* [Your task]:
Count how many lines in the data below contain the string "awning". Reply with that number alone.

* [Records for the task]:
<<<<

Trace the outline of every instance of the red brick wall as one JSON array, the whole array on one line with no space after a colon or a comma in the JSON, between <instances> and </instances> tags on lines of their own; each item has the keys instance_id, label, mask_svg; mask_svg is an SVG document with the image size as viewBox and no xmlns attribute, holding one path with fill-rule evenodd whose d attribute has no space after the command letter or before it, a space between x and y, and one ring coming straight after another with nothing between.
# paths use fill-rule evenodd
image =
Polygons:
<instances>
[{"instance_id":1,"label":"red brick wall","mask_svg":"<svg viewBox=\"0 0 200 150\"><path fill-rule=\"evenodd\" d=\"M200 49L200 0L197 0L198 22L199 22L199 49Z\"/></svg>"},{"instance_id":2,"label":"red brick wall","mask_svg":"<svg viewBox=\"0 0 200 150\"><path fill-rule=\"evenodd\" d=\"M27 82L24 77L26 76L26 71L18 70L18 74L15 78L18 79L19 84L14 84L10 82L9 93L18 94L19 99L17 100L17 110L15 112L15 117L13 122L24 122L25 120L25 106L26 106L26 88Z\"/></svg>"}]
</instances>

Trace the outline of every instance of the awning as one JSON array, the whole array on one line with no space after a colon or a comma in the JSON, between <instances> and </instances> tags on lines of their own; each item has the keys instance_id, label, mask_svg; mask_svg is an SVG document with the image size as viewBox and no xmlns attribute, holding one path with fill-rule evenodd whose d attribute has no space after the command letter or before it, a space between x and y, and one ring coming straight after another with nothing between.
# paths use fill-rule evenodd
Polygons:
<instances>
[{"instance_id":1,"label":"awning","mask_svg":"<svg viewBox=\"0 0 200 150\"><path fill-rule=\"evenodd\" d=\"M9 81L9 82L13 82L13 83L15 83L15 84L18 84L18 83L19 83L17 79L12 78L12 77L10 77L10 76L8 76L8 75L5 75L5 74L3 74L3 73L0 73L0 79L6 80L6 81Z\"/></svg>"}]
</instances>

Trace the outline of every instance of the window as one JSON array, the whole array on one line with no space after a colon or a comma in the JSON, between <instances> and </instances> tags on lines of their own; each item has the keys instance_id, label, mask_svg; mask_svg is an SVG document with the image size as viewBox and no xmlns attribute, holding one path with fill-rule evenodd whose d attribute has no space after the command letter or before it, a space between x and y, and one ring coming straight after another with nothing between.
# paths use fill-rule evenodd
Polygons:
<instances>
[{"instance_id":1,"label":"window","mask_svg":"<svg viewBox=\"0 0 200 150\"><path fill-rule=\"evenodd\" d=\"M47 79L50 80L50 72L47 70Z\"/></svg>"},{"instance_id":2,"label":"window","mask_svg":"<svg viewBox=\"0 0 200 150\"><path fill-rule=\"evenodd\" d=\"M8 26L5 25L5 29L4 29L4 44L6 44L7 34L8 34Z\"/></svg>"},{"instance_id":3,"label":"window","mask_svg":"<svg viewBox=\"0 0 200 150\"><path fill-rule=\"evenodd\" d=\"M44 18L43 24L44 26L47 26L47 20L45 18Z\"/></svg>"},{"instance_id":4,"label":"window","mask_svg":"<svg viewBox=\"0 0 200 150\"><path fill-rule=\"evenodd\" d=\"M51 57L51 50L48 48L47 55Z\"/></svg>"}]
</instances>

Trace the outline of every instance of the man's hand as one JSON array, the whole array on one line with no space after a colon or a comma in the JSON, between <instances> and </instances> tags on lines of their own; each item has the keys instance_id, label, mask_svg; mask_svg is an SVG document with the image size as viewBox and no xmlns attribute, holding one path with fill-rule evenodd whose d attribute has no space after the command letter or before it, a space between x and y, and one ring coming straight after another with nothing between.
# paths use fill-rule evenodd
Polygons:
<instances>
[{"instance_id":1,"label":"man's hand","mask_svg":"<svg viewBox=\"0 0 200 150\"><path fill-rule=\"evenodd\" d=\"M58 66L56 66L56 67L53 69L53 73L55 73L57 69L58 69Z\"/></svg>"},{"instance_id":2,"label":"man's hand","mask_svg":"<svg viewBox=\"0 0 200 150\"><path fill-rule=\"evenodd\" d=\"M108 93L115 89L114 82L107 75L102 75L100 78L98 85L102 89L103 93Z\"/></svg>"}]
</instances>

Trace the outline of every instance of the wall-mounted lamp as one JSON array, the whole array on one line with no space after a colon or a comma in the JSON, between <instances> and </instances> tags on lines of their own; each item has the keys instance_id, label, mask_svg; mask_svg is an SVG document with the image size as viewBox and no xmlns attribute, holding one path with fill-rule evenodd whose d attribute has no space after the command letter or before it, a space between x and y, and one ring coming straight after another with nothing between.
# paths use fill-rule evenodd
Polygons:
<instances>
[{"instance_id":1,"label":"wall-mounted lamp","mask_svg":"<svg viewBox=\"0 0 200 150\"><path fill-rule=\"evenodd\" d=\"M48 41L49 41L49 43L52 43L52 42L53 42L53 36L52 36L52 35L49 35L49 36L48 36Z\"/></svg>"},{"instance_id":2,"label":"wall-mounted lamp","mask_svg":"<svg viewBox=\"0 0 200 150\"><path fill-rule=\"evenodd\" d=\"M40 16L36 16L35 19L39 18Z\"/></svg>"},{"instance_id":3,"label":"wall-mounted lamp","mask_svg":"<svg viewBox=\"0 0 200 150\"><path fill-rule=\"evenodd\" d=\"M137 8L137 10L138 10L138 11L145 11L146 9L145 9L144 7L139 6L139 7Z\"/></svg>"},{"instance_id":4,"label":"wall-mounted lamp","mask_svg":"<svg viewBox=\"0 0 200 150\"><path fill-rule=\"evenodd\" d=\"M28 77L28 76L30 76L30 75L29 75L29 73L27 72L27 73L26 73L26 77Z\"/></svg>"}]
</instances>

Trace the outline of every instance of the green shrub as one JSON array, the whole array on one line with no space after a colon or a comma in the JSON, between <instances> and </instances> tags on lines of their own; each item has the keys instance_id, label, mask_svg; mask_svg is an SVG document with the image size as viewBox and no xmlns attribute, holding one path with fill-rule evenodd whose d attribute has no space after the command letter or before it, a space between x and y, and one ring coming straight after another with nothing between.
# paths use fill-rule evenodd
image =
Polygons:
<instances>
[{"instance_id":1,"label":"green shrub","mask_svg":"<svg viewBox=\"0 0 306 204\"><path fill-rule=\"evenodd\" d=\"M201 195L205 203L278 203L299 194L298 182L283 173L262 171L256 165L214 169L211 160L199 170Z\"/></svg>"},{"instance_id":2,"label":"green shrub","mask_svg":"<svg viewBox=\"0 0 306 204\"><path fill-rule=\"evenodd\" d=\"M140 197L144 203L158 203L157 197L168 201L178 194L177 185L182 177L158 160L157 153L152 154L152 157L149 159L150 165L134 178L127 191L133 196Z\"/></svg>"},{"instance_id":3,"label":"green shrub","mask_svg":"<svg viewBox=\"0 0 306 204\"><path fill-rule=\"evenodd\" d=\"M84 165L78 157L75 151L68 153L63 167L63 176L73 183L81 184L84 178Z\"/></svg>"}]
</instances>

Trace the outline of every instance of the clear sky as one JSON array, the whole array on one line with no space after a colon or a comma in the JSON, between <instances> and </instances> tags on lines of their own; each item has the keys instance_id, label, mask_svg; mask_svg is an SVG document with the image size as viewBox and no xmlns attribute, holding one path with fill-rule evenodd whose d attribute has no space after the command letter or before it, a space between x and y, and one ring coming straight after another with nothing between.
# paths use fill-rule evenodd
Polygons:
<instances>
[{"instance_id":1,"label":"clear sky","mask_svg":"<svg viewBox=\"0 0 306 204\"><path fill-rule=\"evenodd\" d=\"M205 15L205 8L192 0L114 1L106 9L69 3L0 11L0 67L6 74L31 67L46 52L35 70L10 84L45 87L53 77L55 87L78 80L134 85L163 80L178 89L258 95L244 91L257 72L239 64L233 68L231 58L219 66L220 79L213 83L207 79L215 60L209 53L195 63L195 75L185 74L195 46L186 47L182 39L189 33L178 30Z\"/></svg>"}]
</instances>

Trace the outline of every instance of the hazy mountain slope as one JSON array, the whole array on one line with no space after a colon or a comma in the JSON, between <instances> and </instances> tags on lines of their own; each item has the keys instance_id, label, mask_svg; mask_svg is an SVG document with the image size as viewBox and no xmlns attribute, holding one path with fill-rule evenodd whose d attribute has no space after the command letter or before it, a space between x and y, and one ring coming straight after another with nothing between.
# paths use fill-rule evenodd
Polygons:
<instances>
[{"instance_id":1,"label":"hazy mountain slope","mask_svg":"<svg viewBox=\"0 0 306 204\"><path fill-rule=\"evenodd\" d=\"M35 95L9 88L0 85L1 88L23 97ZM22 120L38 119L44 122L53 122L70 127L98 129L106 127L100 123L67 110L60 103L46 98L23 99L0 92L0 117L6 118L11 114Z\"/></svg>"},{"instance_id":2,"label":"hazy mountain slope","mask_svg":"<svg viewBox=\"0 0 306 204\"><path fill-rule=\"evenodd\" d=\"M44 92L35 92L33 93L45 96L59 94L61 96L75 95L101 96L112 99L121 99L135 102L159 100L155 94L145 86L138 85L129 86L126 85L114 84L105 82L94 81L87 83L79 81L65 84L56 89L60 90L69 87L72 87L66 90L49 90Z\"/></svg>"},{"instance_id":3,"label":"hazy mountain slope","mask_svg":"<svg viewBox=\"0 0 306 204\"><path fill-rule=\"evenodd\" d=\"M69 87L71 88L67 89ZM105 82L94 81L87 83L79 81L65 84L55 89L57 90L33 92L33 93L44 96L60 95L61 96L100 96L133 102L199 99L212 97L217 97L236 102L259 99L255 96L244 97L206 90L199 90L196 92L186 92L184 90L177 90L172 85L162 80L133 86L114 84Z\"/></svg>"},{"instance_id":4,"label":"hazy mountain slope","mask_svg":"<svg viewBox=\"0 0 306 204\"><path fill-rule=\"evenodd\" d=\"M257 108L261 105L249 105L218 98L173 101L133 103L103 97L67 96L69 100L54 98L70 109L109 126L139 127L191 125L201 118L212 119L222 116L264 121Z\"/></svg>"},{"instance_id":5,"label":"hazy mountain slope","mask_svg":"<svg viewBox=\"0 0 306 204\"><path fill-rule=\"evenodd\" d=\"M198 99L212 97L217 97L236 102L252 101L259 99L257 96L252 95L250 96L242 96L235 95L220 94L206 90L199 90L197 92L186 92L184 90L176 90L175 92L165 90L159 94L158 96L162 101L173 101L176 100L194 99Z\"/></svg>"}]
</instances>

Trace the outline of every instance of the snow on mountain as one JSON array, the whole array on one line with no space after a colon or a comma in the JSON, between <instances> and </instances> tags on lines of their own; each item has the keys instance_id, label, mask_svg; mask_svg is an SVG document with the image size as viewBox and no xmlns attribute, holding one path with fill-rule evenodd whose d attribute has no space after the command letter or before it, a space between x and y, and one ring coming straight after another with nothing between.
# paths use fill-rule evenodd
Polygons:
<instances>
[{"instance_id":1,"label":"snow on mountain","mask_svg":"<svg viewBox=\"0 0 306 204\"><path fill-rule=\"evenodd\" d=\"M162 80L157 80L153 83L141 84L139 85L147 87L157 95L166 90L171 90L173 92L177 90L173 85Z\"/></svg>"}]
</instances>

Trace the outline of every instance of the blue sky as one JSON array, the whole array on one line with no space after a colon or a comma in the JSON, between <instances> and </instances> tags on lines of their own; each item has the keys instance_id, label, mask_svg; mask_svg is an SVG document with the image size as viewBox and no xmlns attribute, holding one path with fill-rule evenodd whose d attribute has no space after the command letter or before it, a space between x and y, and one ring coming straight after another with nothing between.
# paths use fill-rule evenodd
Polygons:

>>>>

* [Correct answer]:
2